- _Exercise_
Reproduce the listing in full, switching every occurrence of "set-piece charting" to "scene mapping" and leaving all other text unchanged.

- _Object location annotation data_

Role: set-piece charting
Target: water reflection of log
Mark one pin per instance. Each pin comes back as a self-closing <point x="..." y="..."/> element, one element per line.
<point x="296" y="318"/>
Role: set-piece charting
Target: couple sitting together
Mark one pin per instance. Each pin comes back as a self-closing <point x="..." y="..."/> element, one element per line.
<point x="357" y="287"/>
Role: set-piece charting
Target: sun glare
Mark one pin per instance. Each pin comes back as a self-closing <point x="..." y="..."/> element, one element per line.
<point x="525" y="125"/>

- _Full output_
Role: scene mapping
Target: water reflection of log
Mark one pin per instance. Each pin comes back as a self-closing <point x="..." y="..."/> element, one element per line.
<point x="296" y="318"/>
Role: scene mapping
Target: couple sitting together
Mark one pin per instance. Each pin comes back as a self-closing <point x="..." y="..."/> element, one element per line.
<point x="357" y="287"/>
Role: scene mapping
Target: sun glare
Mark one pin per instance. Each pin comes back as a self-closing <point x="..." y="..."/> element, one element per line.
<point x="525" y="125"/>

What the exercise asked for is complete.